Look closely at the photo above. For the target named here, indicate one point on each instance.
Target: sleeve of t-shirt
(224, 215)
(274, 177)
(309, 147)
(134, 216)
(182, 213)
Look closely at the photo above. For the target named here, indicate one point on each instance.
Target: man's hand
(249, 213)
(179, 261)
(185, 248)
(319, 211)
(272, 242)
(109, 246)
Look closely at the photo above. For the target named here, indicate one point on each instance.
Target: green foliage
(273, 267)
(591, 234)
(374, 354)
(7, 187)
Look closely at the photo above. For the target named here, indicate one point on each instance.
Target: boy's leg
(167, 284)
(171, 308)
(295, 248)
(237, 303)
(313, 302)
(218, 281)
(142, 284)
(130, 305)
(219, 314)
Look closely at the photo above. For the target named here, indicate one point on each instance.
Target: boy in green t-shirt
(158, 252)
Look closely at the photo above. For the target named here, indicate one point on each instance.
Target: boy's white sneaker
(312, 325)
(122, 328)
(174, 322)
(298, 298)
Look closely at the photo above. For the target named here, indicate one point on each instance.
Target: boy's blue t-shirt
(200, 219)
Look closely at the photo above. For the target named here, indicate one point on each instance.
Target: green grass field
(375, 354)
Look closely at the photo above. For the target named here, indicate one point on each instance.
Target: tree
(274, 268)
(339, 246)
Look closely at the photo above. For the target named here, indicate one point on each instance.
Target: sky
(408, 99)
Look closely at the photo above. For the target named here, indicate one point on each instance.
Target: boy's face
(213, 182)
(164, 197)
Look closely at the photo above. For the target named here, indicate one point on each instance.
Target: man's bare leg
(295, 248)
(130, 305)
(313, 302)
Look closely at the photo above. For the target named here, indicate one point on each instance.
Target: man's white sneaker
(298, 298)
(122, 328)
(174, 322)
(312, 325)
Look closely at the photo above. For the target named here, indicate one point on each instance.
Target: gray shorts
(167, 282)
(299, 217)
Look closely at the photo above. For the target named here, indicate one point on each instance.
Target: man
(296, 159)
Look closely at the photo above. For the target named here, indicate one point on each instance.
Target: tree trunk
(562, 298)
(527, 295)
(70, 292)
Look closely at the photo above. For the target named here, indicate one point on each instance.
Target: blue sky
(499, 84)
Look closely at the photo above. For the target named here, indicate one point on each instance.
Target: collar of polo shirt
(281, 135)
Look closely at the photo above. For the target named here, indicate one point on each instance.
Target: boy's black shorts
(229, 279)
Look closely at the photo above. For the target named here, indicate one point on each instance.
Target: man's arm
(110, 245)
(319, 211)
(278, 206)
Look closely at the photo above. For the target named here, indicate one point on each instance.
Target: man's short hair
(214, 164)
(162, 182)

▸ REQUIREMENT: Exactly as they appear above, write out all of the lines.

▸ ANSWER:
Look closely at the photo above. For the target named here, indicate one point on each instance.
Target: sleeve of t-shirt
(224, 215)
(274, 177)
(309, 147)
(134, 216)
(182, 213)
Look closely at the photo above. For the target named here, indicate one point on each instance.
Target: man's hand
(249, 213)
(179, 261)
(185, 248)
(319, 211)
(272, 242)
(109, 246)
Look closely at the photo above. For the target named here, indicate one point on each instance.
Target: green foliage
(273, 267)
(591, 234)
(374, 354)
(7, 187)
Look closely at the photo above. For the target named here, indicate one point on each instance.
Target: boy's leg
(167, 284)
(171, 308)
(295, 248)
(237, 303)
(313, 302)
(218, 281)
(142, 284)
(130, 305)
(219, 314)
Look closely at the photo above. For the target named here, indicate one point on each instance.
Target: boy in green t-shirt
(158, 252)
Look closely at the photo above. For the target named here, indicate one point on each instance.
Target: boy's white sneaker
(312, 325)
(122, 328)
(174, 322)
(298, 298)
Look closely at the photo above. For the target named here, indicate one point on each instance.
Target: boy's blue t-shirt
(200, 219)
Look closely at the photo above. For the target named here, indicate one point on each instance.
Target: green grass field
(375, 354)
Look closely at the photo above. For the target named here, indicate one point on each instance.
Target: tree
(274, 268)
(339, 246)
Look closely at the photo above. For the target named here, indicate one point on each instance.
Target: sky
(408, 99)
Look closely at the photo above. For the target named here, indicate one point on each instance.
Target: boy's face
(213, 182)
(164, 197)
Look closely at the photo above. For the target named here, indicate one point on each instance.
Target: man's bare leg
(295, 248)
(130, 305)
(313, 302)
Look closely at the photo above. For the target named here, indicate one point on each instance.
Target: man's white sneaker
(298, 298)
(122, 328)
(174, 322)
(312, 325)
Look closely at the photo above. For the target named here, indicate one point on each instance.
Target: gray shorts
(167, 282)
(299, 217)
Look closely at the photo above. For the target named here, indicate one point on each instance.
Target: man
(296, 159)
Look closely at the photo above. For the target named here, indicate one point on each instance.
Target: tree trunk
(562, 298)
(527, 295)
(70, 292)
Look closely at the photo above. For the target named here, indicate one point on each instance.
Target: blue sky
(499, 84)
Look closely at the photo above. For the target named here, indicate one point on each instance.
Target: collar of polo shirt
(281, 135)
Look closely at the photo above. For the target named here, indicate one point on each instance.
Target: boy's black shorts
(229, 279)
Look closely at the photo above. For the target named here, indicate one point on each instance.
Target: man's arm
(110, 245)
(319, 211)
(278, 206)
Look closely at the photo above. For the target named here, indicate one point on each instance.
Target: man's short hair
(214, 164)
(162, 182)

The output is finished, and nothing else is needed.